*Work task*
Everything from the opening line of the records below up to and including the line containing "Target: blue egg" should be retyped exactly, minus the pictures.

━━━━━━━━

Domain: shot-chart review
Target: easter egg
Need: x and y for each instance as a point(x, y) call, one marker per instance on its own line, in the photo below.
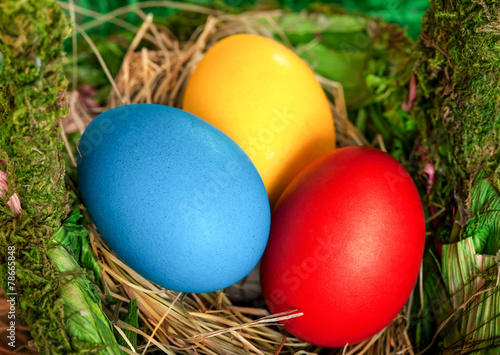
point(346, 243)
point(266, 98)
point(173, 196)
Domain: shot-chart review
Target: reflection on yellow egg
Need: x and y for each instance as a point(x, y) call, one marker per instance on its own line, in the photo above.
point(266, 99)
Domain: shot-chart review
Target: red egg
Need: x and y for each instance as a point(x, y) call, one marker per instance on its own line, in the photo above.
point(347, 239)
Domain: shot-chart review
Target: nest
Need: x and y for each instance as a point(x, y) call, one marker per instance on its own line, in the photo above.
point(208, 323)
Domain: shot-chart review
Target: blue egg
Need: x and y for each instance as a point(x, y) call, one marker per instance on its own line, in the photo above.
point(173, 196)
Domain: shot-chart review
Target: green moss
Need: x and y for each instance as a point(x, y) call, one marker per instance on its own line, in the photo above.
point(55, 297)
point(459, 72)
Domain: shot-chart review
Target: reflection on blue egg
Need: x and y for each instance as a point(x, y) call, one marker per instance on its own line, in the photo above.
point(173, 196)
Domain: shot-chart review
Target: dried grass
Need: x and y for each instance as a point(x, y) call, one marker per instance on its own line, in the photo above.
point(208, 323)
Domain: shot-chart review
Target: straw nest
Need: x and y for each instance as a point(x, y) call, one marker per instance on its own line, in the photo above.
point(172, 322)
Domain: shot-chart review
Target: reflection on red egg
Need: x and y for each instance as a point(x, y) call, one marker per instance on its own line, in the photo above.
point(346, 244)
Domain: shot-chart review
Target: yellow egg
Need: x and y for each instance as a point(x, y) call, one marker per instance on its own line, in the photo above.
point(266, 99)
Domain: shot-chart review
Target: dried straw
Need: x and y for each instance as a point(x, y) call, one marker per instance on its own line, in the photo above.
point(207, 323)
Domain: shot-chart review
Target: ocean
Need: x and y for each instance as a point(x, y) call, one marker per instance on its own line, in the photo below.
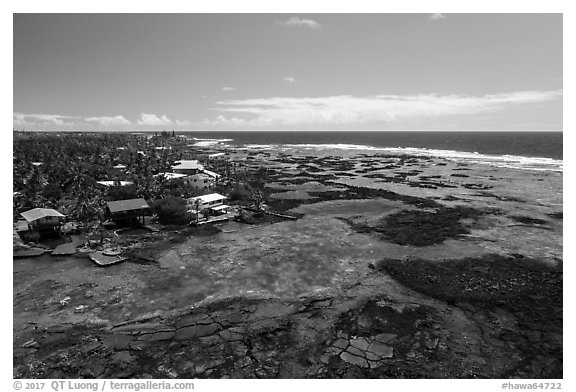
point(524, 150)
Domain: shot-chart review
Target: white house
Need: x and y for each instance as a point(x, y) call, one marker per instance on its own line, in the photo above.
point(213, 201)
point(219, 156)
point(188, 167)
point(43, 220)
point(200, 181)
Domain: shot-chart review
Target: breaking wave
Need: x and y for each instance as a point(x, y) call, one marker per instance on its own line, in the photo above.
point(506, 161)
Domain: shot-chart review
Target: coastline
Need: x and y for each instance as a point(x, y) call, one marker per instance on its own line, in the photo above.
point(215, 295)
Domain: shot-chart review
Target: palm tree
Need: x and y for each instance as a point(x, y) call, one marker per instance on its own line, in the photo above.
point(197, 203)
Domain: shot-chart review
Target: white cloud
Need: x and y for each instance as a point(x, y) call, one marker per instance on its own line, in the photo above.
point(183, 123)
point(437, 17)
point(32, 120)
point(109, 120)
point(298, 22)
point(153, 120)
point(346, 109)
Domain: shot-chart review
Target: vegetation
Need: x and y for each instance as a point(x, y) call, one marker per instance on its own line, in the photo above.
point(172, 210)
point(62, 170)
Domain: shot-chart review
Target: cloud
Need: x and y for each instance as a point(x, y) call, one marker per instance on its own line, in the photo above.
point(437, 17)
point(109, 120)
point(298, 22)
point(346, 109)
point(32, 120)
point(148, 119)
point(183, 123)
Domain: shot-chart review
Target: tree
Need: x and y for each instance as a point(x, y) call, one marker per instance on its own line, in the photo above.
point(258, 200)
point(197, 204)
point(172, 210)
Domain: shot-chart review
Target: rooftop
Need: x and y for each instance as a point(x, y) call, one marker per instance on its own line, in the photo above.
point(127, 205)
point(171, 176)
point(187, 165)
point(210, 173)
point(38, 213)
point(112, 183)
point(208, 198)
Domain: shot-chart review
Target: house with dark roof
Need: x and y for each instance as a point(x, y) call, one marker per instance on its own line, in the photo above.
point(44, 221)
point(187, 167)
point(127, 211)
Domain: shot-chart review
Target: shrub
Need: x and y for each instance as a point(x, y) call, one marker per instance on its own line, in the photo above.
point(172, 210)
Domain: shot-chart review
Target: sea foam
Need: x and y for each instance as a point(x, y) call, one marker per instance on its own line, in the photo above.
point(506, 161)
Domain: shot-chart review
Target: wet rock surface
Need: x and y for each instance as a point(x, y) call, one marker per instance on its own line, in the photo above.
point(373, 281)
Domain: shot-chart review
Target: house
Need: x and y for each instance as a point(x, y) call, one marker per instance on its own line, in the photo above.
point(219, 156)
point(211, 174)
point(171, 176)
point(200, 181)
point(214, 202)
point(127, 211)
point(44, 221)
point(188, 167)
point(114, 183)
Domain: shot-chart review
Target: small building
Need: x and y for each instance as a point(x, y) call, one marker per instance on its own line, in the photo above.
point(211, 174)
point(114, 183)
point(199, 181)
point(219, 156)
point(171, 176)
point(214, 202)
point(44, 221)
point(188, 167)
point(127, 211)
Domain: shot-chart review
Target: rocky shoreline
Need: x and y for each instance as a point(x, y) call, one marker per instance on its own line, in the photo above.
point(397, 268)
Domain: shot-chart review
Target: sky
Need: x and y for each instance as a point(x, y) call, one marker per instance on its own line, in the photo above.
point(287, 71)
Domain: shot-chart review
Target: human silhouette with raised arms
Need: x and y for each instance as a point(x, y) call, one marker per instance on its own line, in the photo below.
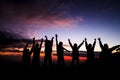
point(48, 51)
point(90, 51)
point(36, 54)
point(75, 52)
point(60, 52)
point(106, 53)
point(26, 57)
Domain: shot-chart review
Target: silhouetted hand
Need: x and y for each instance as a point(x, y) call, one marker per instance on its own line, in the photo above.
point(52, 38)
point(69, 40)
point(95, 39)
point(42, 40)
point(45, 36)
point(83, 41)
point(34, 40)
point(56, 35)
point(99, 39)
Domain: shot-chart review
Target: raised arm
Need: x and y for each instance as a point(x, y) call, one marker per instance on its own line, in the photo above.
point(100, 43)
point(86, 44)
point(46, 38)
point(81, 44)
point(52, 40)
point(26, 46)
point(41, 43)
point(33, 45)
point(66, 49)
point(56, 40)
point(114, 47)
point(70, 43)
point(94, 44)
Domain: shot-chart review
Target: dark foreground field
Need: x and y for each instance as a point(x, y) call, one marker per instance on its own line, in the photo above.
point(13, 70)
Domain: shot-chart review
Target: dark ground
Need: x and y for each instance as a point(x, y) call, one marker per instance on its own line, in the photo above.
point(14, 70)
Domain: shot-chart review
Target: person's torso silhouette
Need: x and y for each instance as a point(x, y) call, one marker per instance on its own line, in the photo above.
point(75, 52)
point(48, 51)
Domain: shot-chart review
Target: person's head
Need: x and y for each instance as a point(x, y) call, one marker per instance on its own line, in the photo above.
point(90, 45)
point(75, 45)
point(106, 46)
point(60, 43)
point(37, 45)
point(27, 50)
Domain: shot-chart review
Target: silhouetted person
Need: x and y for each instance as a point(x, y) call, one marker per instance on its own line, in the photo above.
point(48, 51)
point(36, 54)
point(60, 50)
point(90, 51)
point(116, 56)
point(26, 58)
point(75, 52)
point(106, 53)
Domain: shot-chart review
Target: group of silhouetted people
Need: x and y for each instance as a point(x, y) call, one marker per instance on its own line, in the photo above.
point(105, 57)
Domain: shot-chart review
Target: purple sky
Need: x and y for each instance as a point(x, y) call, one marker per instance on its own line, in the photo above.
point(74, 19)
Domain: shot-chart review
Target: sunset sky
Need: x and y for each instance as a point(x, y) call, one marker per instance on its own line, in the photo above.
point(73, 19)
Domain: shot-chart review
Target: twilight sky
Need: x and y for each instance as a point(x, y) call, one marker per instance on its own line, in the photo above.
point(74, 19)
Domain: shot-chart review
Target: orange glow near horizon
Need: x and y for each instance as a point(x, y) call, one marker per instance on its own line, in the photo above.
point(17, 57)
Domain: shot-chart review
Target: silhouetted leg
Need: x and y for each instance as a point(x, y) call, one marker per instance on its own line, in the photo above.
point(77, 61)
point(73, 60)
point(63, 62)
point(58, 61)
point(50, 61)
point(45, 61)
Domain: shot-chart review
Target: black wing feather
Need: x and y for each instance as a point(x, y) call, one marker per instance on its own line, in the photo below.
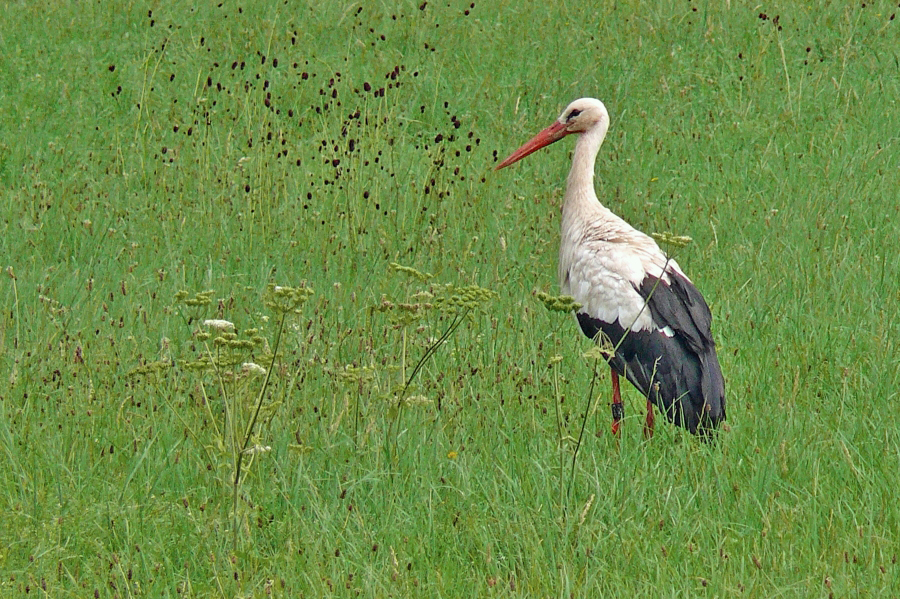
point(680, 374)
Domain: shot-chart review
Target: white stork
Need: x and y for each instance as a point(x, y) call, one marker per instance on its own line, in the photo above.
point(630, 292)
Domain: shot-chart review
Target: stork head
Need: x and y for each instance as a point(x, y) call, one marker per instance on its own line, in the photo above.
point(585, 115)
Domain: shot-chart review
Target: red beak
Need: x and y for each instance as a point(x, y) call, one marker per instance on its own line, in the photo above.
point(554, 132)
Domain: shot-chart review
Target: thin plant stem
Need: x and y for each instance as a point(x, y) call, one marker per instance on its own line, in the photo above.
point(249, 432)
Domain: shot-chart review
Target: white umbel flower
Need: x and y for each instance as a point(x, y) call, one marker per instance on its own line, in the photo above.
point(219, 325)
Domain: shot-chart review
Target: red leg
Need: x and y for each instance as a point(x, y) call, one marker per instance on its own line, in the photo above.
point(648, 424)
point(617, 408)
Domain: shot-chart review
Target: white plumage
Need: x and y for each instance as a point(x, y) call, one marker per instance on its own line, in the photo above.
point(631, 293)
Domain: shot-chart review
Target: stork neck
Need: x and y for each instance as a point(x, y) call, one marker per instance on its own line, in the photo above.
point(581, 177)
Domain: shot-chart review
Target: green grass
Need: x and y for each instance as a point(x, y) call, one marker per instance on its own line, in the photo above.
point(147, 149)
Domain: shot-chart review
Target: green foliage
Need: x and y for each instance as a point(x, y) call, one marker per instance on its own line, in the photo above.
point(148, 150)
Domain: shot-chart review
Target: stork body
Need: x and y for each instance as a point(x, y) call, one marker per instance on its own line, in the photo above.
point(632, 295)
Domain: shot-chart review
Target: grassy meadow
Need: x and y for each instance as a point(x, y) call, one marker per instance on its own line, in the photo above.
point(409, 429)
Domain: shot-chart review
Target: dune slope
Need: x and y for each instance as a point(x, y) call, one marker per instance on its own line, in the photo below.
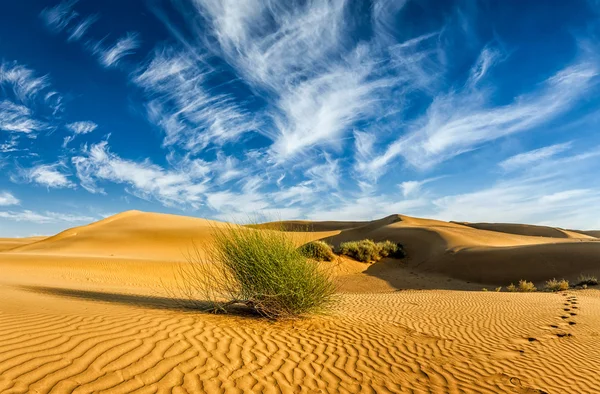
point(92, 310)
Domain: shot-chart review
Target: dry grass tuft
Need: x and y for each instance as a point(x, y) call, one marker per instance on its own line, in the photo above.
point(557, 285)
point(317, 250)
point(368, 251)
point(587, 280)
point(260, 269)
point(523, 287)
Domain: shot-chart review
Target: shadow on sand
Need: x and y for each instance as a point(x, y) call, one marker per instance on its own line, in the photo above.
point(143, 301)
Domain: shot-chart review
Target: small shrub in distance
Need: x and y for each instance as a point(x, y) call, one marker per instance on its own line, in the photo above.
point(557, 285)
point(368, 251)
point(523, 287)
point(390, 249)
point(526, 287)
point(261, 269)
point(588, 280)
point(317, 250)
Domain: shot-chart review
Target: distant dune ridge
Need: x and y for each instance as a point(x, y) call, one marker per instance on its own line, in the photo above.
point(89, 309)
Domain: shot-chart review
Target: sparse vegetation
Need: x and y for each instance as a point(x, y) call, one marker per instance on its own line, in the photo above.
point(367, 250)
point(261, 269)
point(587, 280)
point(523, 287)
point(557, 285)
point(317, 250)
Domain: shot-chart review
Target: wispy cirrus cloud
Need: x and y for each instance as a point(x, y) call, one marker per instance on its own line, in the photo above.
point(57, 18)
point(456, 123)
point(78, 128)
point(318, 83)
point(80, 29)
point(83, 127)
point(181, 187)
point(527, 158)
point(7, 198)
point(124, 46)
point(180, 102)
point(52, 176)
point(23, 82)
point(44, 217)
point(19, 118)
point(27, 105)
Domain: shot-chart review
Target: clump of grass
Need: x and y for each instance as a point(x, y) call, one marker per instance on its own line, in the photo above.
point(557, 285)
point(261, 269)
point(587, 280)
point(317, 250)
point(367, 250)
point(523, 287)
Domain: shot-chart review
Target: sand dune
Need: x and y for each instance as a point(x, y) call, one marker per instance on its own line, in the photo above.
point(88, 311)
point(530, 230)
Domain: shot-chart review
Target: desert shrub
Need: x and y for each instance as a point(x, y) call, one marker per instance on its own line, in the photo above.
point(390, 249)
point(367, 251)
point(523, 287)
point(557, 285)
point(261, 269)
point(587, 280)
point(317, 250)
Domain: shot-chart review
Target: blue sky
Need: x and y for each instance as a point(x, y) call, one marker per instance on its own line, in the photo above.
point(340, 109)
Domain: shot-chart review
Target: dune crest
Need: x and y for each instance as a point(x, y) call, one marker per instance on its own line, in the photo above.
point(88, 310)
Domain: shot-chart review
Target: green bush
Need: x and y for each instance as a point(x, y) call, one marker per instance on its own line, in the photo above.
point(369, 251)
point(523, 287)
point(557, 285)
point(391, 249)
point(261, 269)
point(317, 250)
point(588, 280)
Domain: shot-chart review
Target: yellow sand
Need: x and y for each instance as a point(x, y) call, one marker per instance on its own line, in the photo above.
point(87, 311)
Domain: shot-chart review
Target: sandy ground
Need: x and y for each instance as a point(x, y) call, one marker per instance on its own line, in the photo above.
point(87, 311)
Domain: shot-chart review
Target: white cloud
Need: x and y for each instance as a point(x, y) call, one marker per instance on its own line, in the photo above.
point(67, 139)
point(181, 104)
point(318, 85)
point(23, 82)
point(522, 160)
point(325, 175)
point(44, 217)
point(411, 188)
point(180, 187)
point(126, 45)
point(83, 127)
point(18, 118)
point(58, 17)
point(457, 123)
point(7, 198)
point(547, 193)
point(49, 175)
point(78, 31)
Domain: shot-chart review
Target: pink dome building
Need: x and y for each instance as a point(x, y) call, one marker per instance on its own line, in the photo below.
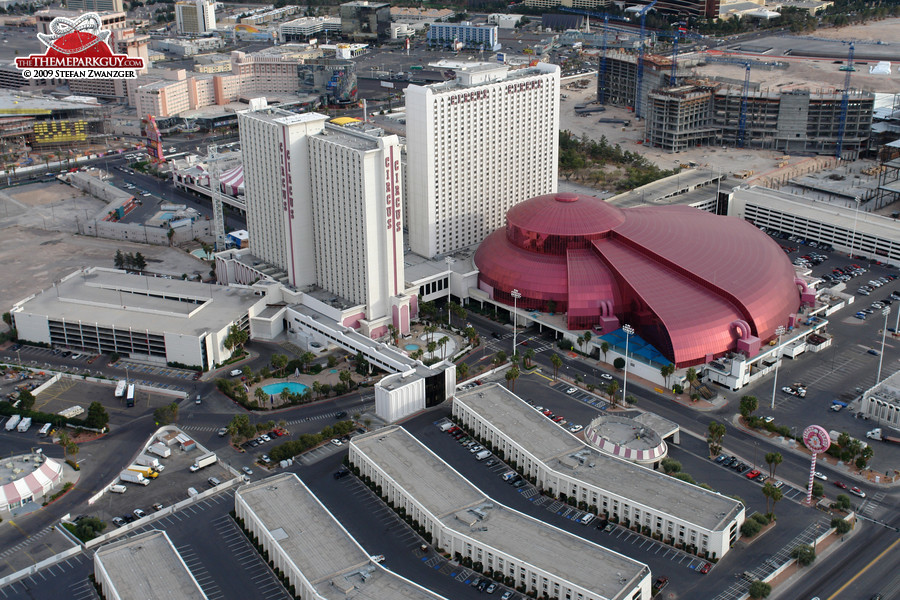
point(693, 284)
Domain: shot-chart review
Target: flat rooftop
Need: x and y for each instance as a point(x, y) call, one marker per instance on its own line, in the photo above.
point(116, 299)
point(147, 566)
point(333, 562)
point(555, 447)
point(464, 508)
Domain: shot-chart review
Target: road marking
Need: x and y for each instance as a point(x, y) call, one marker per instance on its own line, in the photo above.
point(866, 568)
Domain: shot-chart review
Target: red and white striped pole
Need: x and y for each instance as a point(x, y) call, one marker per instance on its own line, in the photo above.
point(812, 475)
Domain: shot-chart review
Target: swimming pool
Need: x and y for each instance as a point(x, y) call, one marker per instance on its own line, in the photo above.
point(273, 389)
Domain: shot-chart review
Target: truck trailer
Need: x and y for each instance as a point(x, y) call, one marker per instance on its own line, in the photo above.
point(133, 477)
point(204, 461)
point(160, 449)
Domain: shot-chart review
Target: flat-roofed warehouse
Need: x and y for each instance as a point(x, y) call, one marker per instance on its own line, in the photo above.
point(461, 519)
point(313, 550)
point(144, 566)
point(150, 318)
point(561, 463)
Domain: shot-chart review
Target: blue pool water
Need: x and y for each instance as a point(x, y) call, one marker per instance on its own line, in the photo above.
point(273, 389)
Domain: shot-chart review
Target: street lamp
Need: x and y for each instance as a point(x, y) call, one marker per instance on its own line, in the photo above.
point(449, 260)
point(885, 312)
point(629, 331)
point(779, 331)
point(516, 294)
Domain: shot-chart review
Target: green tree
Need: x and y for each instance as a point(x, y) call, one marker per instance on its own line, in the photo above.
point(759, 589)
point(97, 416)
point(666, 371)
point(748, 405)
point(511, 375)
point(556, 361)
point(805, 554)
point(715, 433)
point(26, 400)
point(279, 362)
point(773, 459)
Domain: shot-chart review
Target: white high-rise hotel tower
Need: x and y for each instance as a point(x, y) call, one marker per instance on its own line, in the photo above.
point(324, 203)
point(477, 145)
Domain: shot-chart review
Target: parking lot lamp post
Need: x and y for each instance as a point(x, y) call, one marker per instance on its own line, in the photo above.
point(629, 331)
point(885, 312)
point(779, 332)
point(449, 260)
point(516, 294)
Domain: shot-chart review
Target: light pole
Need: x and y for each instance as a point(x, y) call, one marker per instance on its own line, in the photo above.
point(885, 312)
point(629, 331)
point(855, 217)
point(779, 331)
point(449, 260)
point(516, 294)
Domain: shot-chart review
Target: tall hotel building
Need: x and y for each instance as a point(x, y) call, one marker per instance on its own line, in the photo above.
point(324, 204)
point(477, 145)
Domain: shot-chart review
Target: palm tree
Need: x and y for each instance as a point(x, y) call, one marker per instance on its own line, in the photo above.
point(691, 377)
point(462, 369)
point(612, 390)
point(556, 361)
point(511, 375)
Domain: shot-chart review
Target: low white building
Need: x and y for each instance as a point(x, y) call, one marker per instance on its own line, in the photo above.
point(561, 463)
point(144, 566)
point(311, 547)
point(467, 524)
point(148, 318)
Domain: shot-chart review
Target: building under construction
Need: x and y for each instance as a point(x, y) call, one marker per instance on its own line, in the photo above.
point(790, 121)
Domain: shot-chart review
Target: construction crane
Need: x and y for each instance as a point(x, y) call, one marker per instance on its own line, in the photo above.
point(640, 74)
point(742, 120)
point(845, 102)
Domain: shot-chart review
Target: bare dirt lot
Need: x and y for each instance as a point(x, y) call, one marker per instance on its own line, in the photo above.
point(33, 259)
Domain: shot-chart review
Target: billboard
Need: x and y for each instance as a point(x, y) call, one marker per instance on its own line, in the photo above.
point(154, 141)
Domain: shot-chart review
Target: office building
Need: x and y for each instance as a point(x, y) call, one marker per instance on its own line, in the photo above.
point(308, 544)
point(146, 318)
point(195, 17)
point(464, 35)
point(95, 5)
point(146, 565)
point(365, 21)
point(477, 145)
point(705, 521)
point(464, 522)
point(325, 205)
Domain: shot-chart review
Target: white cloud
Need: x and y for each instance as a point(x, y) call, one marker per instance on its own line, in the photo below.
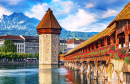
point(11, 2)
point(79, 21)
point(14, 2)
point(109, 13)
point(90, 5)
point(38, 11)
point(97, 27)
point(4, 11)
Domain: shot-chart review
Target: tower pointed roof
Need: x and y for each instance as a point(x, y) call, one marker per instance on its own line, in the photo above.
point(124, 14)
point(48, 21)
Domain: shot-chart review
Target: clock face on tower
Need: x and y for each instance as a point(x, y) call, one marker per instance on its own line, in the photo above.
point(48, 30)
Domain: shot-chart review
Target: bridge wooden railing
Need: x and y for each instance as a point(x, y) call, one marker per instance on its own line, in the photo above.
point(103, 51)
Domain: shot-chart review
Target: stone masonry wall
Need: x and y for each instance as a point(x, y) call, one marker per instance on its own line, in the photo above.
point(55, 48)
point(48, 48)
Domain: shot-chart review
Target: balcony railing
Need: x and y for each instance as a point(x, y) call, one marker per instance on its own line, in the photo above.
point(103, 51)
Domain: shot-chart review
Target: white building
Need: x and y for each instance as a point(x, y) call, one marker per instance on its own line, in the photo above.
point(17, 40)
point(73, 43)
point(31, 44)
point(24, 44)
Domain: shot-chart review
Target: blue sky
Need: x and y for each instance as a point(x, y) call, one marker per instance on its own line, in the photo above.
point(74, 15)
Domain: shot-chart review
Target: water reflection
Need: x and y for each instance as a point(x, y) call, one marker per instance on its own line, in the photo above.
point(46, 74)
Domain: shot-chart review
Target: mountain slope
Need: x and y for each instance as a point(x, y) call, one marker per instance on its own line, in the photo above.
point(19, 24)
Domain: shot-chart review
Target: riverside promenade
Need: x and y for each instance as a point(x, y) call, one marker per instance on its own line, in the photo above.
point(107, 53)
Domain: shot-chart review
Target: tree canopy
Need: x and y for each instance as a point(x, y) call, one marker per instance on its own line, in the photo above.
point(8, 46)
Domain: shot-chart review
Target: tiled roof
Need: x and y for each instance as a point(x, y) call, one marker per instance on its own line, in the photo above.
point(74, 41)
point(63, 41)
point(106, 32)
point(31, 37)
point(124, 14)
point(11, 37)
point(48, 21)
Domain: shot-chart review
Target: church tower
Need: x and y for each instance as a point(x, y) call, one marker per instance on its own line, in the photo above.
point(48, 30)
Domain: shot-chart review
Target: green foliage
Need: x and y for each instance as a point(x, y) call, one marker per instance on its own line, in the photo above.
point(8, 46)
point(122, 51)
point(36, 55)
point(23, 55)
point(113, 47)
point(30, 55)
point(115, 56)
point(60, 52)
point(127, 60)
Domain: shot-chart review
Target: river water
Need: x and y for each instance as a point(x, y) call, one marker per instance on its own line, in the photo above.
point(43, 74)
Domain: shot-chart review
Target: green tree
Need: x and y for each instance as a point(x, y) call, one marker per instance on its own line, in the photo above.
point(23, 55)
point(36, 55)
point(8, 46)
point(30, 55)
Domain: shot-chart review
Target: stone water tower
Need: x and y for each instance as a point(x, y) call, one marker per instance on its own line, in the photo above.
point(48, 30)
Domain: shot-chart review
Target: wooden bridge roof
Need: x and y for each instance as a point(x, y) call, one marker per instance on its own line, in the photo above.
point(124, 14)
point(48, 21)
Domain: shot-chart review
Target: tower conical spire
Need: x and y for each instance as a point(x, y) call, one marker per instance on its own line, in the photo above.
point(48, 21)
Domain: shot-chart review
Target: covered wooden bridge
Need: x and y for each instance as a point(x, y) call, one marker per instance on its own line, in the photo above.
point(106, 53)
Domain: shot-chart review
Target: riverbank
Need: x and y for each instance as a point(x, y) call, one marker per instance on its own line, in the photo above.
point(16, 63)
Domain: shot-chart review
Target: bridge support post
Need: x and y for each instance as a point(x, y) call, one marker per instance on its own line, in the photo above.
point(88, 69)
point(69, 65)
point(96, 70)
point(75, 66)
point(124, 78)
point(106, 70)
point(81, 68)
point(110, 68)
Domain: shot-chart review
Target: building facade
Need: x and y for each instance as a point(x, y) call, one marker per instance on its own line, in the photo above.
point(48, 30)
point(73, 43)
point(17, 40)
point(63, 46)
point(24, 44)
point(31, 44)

━━━━━━━━

*Written reply*
Domain: shot-chart review
Target: easter egg
Need: x and y for each instance as a point(x, y) call, one marker per instance on its own line, in the photo below.
point(346, 243)
point(266, 98)
point(173, 196)
Domain: shot-chart review
Target: reflection on yellow egg
Need: x and y for each instance as a point(x, y) call, one marker per instance on its own line, in the photo above.
point(266, 99)
Domain: shot-chart review
Target: red egg
Need: x and y for each instance as a point(x, y) call, one marker per instance on its own line, in the photo above.
point(347, 239)
Domain: shot-chart review
Target: nest
Need: x and y for each instance as a point(x, y) call, one marker per instance on its own line, in the photo above.
point(208, 323)
Domain: shot-chart review
Target: blue egg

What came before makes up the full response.